Look through the listing and locate every line containing the word "cloud"; copy those lines.

--- Extracted information Enclosed Below ---

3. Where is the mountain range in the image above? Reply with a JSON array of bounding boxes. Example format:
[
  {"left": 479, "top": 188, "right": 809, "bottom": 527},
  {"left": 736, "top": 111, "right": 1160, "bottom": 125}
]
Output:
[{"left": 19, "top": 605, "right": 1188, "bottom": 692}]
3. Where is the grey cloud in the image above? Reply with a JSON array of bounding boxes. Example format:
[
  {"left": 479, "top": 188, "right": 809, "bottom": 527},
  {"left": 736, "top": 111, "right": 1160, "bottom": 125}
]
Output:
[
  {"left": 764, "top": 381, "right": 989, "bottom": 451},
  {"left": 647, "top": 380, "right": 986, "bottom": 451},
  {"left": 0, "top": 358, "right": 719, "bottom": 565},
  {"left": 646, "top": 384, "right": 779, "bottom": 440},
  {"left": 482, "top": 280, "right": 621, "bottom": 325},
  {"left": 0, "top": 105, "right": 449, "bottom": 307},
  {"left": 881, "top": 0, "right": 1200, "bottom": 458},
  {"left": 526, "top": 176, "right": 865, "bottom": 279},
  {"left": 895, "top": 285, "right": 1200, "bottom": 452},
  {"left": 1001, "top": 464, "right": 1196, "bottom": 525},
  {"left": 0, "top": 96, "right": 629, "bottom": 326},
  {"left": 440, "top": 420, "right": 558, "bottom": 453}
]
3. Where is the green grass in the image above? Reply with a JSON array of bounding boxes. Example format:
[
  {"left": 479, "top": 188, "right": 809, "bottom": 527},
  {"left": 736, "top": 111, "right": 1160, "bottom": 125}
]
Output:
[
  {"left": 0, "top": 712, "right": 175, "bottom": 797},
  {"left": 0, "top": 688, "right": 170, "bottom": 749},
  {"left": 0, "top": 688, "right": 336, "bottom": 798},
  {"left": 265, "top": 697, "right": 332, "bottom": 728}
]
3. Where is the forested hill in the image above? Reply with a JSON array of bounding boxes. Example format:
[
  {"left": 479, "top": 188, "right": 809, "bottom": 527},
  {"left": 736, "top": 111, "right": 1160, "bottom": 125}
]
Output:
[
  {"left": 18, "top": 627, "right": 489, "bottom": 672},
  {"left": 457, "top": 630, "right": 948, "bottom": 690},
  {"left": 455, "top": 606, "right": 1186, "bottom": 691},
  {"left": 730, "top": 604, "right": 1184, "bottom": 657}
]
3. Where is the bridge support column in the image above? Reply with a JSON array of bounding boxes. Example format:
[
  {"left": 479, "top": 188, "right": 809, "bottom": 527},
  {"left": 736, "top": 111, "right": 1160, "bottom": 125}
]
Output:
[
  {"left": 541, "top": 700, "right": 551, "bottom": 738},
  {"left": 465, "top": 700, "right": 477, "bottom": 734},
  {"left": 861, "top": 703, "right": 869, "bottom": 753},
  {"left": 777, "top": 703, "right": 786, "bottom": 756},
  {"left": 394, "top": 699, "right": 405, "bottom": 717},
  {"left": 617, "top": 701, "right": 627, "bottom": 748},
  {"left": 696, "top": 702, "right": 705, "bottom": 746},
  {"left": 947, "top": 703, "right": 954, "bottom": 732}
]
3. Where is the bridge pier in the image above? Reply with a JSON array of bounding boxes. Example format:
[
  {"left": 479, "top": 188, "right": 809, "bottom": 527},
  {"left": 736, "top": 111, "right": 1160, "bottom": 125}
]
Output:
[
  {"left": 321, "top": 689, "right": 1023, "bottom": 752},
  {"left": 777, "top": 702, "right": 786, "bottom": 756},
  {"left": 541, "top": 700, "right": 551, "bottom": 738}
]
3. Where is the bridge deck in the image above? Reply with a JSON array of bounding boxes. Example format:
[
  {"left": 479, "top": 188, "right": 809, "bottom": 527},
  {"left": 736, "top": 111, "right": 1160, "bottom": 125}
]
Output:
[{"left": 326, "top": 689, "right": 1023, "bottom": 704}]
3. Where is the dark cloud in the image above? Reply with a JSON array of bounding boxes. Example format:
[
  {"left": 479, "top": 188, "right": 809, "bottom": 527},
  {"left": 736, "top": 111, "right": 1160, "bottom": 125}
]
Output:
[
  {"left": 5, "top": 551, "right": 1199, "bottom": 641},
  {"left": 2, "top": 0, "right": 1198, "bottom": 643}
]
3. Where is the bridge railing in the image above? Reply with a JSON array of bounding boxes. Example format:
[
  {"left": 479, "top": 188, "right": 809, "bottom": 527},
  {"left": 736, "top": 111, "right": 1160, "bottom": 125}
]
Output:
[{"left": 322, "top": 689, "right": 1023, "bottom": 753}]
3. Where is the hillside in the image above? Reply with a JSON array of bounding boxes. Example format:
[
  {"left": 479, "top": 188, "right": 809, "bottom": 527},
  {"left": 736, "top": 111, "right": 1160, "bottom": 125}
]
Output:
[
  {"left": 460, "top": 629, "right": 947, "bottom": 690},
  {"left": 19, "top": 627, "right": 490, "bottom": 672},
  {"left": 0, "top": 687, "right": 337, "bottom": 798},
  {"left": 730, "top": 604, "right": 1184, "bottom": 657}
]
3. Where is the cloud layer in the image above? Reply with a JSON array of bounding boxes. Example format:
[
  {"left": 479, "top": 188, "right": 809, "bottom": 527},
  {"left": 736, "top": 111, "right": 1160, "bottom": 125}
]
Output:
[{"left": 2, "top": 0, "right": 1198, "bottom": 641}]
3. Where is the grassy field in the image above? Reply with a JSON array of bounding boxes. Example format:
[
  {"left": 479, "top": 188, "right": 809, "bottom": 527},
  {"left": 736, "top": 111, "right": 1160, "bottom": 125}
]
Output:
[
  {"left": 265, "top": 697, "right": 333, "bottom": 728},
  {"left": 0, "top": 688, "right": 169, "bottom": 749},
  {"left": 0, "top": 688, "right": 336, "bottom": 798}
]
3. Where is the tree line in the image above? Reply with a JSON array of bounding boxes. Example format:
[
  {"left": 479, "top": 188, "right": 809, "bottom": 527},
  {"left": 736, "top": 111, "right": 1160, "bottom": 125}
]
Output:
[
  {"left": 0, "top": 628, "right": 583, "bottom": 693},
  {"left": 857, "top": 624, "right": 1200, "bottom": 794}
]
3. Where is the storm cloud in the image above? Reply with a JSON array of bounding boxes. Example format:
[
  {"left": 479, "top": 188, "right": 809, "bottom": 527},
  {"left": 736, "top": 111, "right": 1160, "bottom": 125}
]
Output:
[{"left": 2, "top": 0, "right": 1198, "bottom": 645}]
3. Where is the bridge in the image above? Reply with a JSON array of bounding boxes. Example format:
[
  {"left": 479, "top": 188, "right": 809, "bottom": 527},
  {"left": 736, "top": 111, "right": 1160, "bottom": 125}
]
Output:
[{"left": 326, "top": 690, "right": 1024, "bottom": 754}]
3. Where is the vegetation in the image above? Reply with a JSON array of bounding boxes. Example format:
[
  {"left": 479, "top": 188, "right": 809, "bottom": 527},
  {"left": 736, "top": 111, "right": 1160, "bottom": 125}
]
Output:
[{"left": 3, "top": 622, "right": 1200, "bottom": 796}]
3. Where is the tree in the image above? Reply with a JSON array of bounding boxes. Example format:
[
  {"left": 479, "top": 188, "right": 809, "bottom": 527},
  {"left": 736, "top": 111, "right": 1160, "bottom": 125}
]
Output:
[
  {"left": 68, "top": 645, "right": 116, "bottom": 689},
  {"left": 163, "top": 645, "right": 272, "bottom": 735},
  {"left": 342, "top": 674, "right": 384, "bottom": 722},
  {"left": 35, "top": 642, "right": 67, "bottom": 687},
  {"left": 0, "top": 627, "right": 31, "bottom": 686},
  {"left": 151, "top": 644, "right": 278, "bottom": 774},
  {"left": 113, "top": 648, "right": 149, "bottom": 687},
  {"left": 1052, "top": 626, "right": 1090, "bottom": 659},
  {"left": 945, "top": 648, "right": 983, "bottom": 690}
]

--- End of Enclosed Extracted information ---

- Answer space:
3. Where is the grey cloud in the image above? Reply with a JSON array of bounding boxes. Example format:
3. Where is the dark cloud in the image above? Reply with a JSON array of bounding boxes. Example format:
3. Where is the cloud layer in the image above? Reply with a JSON array of bounding boxes. Example format:
3. Where is the storm cloud in the image above? Reply with a JSON array of bounding boxes. Example format:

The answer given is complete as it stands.